WHAT TO DO:
[1] Answer these questions from the article on human risk:
(a) What share of breaches involve a human element, according to the Verizon 2023 Data Breach Investigations Report?
(b) What three things do organizations do to measure human risk?
(c) Who is credited as the author, and on what date?
[2] Please carry on the article on human risk, starting after its last sentence.

READING TEXT:
....

IT Management

How to Measure and Improve Human Risk Across Your Workforce

Learn how to measure human risk using behavioral data, phishing simulations, and risk scoring to improve cybersecurity awareness and reduce business risk.

By Blue Edge Team | Jun 04, 2026

Human risk management dashboard measuring employee cybersecurity behavior and risk scores

How to Measure and Improve Human Risk Across Your Workforce

Quick answer: Human risk is the likelihood that employee behavior—such as falling for phishing, mishandling data, or ignoring security policies—leads to a security incident. To measure it, organizations track behavioral metrics, simulate real-world threats, and assign risk scores to individuals or teams. To improve it, they deliver targeted training, reinforce secure habits, and monitor progress over time.

Most security breaches do not begin with sophisticated code. They begin with a person—a single click, a reused password, or a misplaced file. According to the Verizon 2023 Data Breach Investigations Report, 74% of breaches involve a human element. This makes your workforce both your greatest asset and your most variable risk factor.

Measuring and reducing human risk is no longer optional. It is a core component of any mature security program. This post explains what human risk is, how to measure it accurately, and what practical steps you can take to strengthen your workforce against modern threats.

....

[Entries from a dataset]
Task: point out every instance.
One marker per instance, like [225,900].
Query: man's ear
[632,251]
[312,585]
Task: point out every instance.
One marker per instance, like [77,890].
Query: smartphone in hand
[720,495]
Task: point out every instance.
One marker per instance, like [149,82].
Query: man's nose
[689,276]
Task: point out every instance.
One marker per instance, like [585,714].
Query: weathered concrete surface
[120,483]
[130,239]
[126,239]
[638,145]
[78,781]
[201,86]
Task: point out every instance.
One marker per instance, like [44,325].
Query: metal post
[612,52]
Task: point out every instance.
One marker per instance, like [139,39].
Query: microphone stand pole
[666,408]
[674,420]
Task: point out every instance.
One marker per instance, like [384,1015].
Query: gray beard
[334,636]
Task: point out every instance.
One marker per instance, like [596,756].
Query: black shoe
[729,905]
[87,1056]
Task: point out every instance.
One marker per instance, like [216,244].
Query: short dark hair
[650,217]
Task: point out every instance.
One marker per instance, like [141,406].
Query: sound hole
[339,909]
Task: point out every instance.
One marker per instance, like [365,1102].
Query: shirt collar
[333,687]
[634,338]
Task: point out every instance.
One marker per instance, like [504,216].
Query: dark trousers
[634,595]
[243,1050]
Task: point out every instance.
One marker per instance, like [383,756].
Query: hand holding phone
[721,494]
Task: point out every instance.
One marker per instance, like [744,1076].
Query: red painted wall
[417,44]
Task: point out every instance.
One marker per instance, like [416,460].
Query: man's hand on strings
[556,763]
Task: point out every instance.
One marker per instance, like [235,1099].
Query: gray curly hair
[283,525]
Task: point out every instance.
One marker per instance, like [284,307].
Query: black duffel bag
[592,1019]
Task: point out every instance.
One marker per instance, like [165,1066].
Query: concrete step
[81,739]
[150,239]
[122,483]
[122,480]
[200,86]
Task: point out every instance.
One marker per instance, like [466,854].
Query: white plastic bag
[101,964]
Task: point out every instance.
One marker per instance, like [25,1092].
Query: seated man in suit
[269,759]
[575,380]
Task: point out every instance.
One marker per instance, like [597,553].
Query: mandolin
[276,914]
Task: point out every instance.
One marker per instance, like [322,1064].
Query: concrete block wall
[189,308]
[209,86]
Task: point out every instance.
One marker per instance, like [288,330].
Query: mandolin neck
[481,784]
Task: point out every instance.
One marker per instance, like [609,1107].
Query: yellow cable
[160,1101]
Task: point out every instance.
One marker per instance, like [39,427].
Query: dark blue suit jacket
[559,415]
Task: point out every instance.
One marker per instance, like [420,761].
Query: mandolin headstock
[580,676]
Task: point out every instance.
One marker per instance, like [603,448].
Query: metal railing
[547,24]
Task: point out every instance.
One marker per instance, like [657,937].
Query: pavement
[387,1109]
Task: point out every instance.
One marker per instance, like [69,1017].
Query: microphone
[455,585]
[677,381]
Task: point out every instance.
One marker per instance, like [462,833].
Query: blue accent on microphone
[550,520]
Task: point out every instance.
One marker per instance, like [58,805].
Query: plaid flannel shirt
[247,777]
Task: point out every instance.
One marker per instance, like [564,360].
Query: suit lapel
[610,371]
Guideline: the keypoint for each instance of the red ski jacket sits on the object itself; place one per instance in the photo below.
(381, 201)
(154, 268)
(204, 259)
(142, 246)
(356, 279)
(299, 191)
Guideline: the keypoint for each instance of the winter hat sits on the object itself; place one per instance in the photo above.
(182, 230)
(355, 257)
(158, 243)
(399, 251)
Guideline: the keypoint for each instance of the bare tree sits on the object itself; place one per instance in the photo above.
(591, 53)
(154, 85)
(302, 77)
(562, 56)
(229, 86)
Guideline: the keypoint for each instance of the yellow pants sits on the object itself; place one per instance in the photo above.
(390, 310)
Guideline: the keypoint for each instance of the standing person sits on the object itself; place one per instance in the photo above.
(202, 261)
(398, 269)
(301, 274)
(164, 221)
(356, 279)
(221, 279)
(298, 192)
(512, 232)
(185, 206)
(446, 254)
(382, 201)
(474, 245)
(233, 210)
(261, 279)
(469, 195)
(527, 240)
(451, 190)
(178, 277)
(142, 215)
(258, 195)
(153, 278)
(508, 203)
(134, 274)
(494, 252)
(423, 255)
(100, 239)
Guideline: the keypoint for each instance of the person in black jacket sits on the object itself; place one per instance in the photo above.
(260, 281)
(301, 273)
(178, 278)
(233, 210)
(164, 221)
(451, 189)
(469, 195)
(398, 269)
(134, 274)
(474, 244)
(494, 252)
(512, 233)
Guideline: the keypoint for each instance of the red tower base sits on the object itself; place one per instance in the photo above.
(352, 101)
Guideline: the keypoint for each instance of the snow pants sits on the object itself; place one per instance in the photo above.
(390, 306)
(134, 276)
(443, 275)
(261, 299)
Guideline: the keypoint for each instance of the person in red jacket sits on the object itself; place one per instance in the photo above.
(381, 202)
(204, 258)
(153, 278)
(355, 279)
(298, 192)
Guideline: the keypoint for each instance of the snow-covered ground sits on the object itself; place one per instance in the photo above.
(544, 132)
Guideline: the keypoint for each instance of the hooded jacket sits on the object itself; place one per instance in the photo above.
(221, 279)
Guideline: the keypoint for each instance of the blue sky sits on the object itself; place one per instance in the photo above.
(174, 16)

....

TASK ANSWERS:
[1]
(a) 74%
(b) They track behavioral metrics, simulate real-world threats, and assign risk scores to individuals or teams.
(c) Blue Edge Team, Jun 04, 2026

[2]
What is human risk in cybersecurity?

Human risk refers to the potential for harm caused by employee actions, decisions, or behaviors that compromise security. It covers both intentional acts, such as malicious insider activity, and unintentional mistakes, such as clicking a phishing link or sending sensitive data to the wrong recipient.

Human risk falls into three broad categories:

  • Negligence: Employees who skip security steps, reuse passwords, or ignore policies.
  • Lack of awareness: Staff who do not recognize threats like phishing or social engineering.
  • Malicious intent: Insiders who deliberately steal data or sabotage systems.

Understanding these categories helps security teams design controls that address the right problem with the right solution.


Why does measuring human risk matter?

You cannot improve what you do not measure. Without clear metrics, security leaders rely on assumptions rather than evidence. Measuring human risk delivers three concrete benefits:

  • Visibility: Identify which individuals, teams, or departments pose the highest risk.
  • Prioritization: Direct training and resources where they will have the greatest impact.
  • Accountability: Demonstrate measurable progress to executives, boards, and auditors.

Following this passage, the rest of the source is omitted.